start

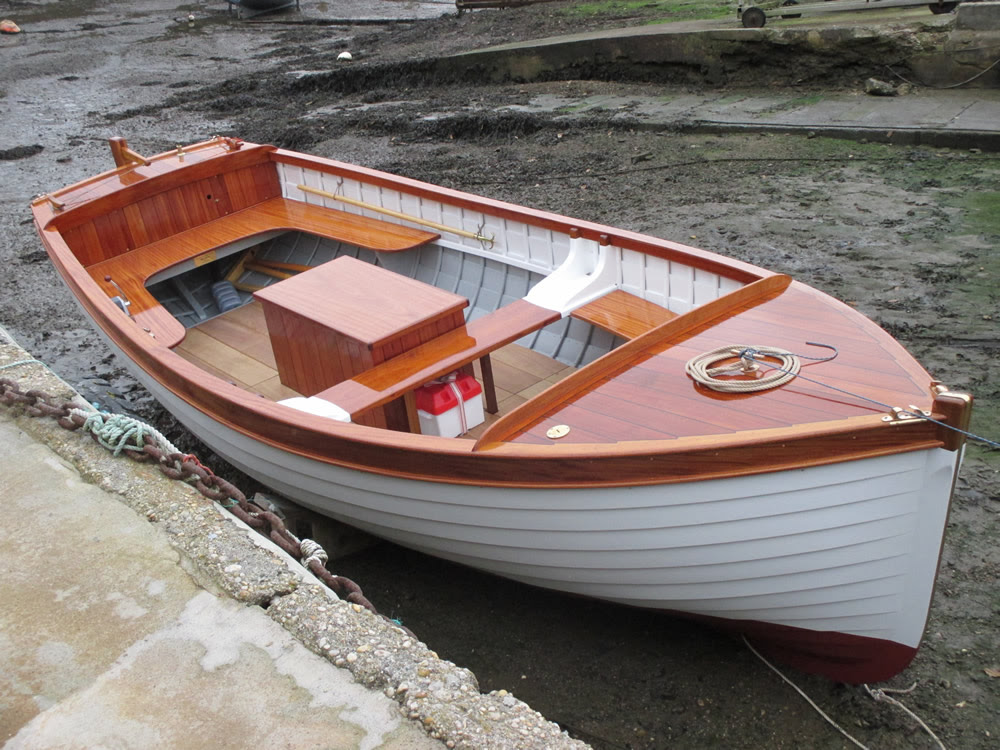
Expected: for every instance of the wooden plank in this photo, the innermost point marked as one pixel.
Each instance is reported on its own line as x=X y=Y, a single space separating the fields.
x=623 y=314
x=628 y=354
x=439 y=356
x=225 y=358
x=130 y=270
x=118 y=196
x=365 y=302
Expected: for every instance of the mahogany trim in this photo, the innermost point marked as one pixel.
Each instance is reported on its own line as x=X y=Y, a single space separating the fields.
x=453 y=461
x=155 y=184
x=628 y=353
x=696 y=257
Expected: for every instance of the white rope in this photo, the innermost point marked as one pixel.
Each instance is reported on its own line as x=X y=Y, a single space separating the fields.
x=801 y=692
x=880 y=694
x=310 y=551
x=701 y=371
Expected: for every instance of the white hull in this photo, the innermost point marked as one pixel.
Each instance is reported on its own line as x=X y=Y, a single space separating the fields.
x=843 y=548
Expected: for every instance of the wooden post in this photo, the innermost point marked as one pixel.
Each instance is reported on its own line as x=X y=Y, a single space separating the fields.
x=123 y=155
x=955 y=410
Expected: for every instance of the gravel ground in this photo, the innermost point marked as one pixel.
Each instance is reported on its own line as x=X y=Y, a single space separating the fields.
x=908 y=235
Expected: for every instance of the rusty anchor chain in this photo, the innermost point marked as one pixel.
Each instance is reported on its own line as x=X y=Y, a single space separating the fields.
x=186 y=467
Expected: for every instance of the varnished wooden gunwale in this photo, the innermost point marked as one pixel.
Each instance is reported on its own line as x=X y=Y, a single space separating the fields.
x=623 y=314
x=504 y=464
x=692 y=256
x=661 y=379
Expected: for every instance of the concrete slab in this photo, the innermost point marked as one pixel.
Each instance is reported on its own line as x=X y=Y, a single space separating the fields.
x=105 y=641
x=138 y=613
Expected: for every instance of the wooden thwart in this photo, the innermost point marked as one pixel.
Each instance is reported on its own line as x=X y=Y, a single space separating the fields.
x=623 y=314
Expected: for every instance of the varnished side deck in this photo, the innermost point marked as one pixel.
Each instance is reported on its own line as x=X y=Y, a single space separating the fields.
x=650 y=397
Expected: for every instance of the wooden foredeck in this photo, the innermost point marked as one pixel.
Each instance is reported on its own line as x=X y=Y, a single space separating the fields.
x=648 y=396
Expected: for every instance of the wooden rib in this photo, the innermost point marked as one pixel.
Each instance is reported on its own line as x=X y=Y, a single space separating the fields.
x=624 y=314
x=508 y=465
x=628 y=354
x=692 y=256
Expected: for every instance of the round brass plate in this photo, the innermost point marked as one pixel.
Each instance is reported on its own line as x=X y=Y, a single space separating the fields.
x=560 y=430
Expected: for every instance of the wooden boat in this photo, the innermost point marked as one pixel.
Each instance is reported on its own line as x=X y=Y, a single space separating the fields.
x=808 y=516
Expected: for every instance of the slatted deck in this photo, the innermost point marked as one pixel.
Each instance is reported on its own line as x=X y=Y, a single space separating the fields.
x=651 y=397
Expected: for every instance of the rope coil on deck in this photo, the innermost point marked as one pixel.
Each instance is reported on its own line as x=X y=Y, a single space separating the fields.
x=701 y=371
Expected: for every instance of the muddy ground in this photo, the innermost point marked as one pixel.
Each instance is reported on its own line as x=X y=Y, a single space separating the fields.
x=907 y=235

end

Transcribe each entry precisely as given, leaving the pictures out.

Expected: for every instance of the wooden plank in this photo, the innermost point marked as one pixel.
Each instance is reported on its own line as x=X y=Y, a single space separating the fields.
x=623 y=314
x=628 y=354
x=439 y=356
x=225 y=358
x=130 y=270
x=118 y=196
x=365 y=302
Expected: for every instance of the mahogany trim in this photo, the innermost point marked as one pixel.
Each instance is reported on its own line as x=X y=Y, a single space separating the fields.
x=453 y=461
x=155 y=184
x=628 y=353
x=696 y=257
Expected: for every instance of the white rope in this photo, the innermost point marked as one pixel.
Each instance is reported on its own line as x=X y=Y, a single space separating the fields.
x=801 y=692
x=880 y=694
x=310 y=551
x=701 y=371
Expected: for every instance of the white hull in this photo, the innermost point marked as one pixel.
Each instance is reported on its own line as x=X y=Y, a single space separating the fields.
x=843 y=548
Expected: for every instance of the wooden post in this photo, the innermost point marked as one pixel.
Each instance is reported on its own line as x=X y=Y, a single space separating the fields.
x=123 y=155
x=955 y=410
Expected: for every instance of the gravel ground in this photo, the innermost point marked as one pixel.
Each instance is reported on its own line as x=X y=Y, a single space separating the fields.
x=908 y=235
Expected: for every instance of the rusty anchor chain in this photo, the innermost point marked as one pixel.
Each instance is reported on its own line as x=X y=Y, a single space separating the fields.
x=186 y=467
Expected: for every instance of the varnished wooden gunwale in this photo, the innermost point marked as one pixel.
Each instance is reported on its own line as x=X y=Y, a single space separating the fields.
x=623 y=314
x=504 y=464
x=692 y=256
x=661 y=379
Expected: for every instance of the concrete slab in this photo, the innermost point marked as one pixel.
Each instance is reported on its own line as x=X y=Y, a single space separating the fields.
x=105 y=641
x=138 y=613
Expected: for every instance of the wooden thwart in this photo, the innermost point marked as one pixel.
Each instance is reported on its own line as x=X y=Y, a single space separating the fields.
x=623 y=314
Expected: for every instance of the varnished side deck in this photo, the innermost point marked as one pixel.
Each instance is reported on its own line as x=X y=Y, a single space separating the fields.
x=650 y=397
Expected: for every instance of the wooden foredeck in this photo, the innermost point marked as one pixel.
Each instance is reported on its own line as x=X y=Y, a single space separating the fields.
x=648 y=396
Expected: for every instance of the wooden rib in this photo, the innermost point marked as one pixel.
Each instance is reported on its own line as x=X y=Y, a single space separating the fields.
x=624 y=314
x=508 y=465
x=628 y=354
x=692 y=256
Expected: for every instance of the round brass plate in this photo, the innermost point marked as one pixel.
Each instance is reported on its own line as x=X y=Y, a single space separating the fields.
x=560 y=430
Expected: for every instance of the wooden boat in this photo, the innermost point marked as one pixel.
Each instance is reported on its own line as x=X y=Y, a single space separating the fields.
x=808 y=516
Expected: for every instance of the slatted deck in this photo, the innermost point marked as one pixel.
Each instance is reported on its own line as x=X y=Y, a single space separating the fields.
x=651 y=397
Expected: for every instance of the rope coil on deck in this photo, the innermost point marked as one pixel.
Each instance is reported on its own line as x=X y=Y, a single space separating the fields.
x=701 y=371
Expected: for every instance of the muddy ground in this photo, the innermost point marked as one pixel.
Each instance is reported on its own line as x=X y=Y, a single space separating the fields.
x=907 y=235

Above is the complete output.